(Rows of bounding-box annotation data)
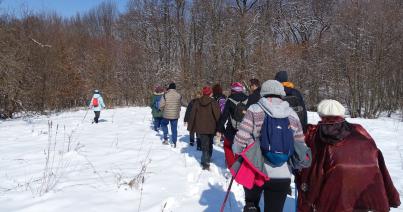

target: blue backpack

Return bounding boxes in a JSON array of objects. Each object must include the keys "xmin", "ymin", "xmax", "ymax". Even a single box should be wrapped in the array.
[
  {"xmin": 154, "ymin": 95, "xmax": 162, "ymax": 110},
  {"xmin": 260, "ymin": 114, "xmax": 294, "ymax": 167}
]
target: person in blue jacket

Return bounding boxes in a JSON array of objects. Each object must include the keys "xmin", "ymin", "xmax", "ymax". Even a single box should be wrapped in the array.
[{"xmin": 90, "ymin": 90, "xmax": 106, "ymax": 124}]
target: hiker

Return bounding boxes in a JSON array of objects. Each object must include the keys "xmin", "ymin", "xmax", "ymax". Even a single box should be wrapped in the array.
[
  {"xmin": 188, "ymin": 86, "xmax": 220, "ymax": 170},
  {"xmin": 160, "ymin": 83, "xmax": 186, "ymax": 148},
  {"xmin": 274, "ymin": 71, "xmax": 308, "ymax": 133},
  {"xmin": 150, "ymin": 85, "xmax": 164, "ymax": 132},
  {"xmin": 231, "ymin": 80, "xmax": 305, "ymax": 212},
  {"xmin": 89, "ymin": 90, "xmax": 105, "ymax": 124},
  {"xmin": 246, "ymin": 78, "xmax": 261, "ymax": 108},
  {"xmin": 217, "ymin": 82, "xmax": 248, "ymax": 168},
  {"xmin": 183, "ymin": 92, "xmax": 201, "ymax": 151},
  {"xmin": 297, "ymin": 100, "xmax": 400, "ymax": 212},
  {"xmin": 213, "ymin": 84, "xmax": 227, "ymax": 113}
]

What is asked =
Copy out everything in the material from the line containing "target: person in blue jacket" down to the end, including both of those lines.

Solved problem =
target: person in blue jacket

Return bounding boxes in a JSON array of objects. Each object must include the keys "xmin", "ymin", "xmax", "ymax". Even a single box should be wrapped in the array.
[{"xmin": 90, "ymin": 90, "xmax": 106, "ymax": 124}]
target: hiker

Return bounding boxes in a JSON array of objects. Each object must include the keys "xmin", "ymin", "xmax", "ymax". Even a single box should be wrapped in the array.
[
  {"xmin": 188, "ymin": 86, "xmax": 220, "ymax": 170},
  {"xmin": 160, "ymin": 83, "xmax": 186, "ymax": 148},
  {"xmin": 274, "ymin": 71, "xmax": 308, "ymax": 133},
  {"xmin": 150, "ymin": 85, "xmax": 164, "ymax": 132},
  {"xmin": 231, "ymin": 80, "xmax": 305, "ymax": 212},
  {"xmin": 89, "ymin": 90, "xmax": 105, "ymax": 124},
  {"xmin": 246, "ymin": 78, "xmax": 261, "ymax": 108},
  {"xmin": 217, "ymin": 82, "xmax": 248, "ymax": 168},
  {"xmin": 183, "ymin": 92, "xmax": 201, "ymax": 151},
  {"xmin": 297, "ymin": 100, "xmax": 400, "ymax": 212},
  {"xmin": 213, "ymin": 84, "xmax": 227, "ymax": 113}
]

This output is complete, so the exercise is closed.